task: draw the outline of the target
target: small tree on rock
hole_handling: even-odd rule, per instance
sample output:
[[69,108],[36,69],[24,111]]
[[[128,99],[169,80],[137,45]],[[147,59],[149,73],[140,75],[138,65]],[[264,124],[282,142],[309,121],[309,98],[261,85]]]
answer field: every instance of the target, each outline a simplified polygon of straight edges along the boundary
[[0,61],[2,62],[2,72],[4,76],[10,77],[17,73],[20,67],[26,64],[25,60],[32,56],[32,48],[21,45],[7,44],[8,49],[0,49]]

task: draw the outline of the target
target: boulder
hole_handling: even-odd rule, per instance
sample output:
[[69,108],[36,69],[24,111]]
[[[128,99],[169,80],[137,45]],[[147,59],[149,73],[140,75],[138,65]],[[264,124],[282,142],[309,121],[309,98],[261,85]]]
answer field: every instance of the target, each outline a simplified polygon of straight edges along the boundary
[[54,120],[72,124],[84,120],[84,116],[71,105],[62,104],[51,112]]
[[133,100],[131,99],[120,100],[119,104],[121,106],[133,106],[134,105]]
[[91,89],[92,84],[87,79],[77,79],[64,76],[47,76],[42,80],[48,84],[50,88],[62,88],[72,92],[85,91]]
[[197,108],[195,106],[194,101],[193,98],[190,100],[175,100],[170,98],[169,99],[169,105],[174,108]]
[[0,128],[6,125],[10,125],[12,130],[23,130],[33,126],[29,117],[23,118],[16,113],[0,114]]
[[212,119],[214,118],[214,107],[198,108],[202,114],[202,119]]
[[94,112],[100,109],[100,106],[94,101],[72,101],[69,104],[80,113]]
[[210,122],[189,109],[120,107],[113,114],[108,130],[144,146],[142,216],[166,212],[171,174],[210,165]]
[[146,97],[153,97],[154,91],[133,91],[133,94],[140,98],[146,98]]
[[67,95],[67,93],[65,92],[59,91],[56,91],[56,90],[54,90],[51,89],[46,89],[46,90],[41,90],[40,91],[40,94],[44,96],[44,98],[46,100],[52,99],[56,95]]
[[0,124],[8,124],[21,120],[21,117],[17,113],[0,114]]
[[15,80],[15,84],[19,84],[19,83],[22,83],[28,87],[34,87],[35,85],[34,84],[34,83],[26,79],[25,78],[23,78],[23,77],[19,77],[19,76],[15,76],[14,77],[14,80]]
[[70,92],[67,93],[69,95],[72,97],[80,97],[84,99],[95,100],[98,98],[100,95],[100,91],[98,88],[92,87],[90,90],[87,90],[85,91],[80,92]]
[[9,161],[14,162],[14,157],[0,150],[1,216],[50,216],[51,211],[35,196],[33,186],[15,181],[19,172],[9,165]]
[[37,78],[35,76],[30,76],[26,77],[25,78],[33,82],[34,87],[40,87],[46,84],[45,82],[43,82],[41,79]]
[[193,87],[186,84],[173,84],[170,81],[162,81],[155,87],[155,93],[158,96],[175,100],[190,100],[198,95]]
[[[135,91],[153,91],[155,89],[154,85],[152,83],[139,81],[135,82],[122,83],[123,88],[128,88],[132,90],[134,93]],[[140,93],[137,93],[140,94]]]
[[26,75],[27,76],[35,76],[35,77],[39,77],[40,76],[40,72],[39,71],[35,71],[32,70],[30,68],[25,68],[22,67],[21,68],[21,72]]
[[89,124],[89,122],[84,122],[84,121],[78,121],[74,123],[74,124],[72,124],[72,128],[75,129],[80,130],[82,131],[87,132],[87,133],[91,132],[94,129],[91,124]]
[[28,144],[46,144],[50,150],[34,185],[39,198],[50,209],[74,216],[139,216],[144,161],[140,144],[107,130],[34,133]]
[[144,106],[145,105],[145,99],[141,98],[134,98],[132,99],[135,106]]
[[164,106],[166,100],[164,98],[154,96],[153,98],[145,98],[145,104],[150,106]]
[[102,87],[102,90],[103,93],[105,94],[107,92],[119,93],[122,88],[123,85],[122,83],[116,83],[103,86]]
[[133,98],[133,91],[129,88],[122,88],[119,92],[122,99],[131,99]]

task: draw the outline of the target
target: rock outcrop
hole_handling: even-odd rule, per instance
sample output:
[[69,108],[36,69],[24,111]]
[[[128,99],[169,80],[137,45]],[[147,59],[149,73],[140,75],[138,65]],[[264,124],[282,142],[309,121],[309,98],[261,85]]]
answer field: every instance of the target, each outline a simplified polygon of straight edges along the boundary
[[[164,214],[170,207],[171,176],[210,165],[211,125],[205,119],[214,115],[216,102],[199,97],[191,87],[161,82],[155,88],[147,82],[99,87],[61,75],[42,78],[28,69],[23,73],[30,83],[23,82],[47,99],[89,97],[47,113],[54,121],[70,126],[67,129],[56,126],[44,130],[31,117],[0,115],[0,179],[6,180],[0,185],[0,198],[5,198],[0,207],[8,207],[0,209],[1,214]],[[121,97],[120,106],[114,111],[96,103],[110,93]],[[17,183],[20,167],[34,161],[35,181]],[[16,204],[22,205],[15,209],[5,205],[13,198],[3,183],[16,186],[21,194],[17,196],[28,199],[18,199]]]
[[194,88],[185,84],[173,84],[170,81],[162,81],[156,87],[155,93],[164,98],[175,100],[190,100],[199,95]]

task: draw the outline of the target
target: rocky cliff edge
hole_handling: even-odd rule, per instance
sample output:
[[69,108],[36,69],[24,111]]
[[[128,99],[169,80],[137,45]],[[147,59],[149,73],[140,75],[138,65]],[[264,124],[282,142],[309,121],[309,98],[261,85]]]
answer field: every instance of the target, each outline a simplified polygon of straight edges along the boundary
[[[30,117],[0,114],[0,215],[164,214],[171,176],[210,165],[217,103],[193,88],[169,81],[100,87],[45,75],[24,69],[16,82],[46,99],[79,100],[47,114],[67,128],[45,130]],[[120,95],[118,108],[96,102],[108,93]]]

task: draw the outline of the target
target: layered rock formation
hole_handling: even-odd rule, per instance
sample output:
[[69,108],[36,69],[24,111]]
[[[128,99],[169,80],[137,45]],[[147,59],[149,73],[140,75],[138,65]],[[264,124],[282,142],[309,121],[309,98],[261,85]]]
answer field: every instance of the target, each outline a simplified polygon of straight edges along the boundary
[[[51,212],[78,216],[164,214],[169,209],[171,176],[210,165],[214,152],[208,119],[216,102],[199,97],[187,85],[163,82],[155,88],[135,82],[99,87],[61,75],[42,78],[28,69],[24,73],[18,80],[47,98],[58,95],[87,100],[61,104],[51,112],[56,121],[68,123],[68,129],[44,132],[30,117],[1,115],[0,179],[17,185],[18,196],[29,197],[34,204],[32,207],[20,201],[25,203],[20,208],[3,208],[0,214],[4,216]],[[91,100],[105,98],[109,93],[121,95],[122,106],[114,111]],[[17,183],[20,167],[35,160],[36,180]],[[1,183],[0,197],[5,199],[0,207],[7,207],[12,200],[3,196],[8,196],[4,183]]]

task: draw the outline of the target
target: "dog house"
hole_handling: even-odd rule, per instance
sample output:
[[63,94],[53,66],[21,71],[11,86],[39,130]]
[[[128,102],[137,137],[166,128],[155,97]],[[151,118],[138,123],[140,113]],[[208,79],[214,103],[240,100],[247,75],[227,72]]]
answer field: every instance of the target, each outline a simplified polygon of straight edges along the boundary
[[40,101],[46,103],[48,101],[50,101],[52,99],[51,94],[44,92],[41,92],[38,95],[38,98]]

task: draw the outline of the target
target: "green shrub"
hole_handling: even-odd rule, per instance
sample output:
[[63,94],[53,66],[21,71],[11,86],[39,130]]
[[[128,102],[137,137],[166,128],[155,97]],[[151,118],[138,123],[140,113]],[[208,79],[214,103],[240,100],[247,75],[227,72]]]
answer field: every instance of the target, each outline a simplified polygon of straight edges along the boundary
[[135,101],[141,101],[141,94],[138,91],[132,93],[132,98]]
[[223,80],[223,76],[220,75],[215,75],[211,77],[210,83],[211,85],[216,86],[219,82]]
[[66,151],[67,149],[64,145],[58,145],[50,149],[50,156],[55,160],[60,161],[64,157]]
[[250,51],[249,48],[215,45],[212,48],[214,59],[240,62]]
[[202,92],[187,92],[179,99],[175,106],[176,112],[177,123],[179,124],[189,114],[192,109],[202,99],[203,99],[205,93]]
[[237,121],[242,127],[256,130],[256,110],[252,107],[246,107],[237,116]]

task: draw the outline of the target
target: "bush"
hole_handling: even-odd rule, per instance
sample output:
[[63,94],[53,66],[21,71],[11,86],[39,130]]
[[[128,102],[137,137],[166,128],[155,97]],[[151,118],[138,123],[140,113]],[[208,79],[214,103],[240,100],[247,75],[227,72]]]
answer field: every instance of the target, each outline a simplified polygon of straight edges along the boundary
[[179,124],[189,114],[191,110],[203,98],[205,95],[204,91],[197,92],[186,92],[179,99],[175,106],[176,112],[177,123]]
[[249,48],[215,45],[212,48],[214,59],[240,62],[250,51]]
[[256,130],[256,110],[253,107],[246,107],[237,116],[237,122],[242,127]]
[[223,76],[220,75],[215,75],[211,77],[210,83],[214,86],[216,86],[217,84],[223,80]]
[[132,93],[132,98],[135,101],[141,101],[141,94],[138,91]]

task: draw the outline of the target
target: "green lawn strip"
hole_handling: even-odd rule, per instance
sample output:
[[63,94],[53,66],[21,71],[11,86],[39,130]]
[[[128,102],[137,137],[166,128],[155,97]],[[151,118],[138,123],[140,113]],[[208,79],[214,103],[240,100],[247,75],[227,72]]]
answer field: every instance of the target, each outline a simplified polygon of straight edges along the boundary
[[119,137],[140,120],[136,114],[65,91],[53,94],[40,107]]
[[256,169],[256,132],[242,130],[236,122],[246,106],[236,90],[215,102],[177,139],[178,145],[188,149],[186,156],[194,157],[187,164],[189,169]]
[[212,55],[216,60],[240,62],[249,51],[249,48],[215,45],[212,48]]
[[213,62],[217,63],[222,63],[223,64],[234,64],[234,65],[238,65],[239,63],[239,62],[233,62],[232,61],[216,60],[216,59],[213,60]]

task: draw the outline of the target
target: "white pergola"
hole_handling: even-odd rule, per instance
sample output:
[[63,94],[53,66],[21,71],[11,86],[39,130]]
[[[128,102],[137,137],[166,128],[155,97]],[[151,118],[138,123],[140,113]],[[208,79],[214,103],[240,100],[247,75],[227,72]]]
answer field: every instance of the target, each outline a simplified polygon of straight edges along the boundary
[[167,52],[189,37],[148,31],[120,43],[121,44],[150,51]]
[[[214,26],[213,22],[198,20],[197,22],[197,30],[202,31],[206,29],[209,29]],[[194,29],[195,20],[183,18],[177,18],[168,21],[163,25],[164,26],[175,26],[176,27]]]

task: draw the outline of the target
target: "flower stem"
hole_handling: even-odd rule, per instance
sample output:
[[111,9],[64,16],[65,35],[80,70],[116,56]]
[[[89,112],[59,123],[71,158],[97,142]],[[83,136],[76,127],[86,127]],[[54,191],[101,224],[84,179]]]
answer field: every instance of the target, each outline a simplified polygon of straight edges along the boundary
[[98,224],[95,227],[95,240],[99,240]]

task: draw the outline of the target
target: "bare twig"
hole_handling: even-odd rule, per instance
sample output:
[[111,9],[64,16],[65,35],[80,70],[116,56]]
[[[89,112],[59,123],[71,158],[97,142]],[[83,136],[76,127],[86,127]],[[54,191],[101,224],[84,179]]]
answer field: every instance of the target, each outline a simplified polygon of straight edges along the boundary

-=-=-=-=-

:: Work to complete ::
List every line above that contains the string "green", copying each one in full. Case counts.

:: Correct answer ::
target: "green shrub"
target: "green lawn strip"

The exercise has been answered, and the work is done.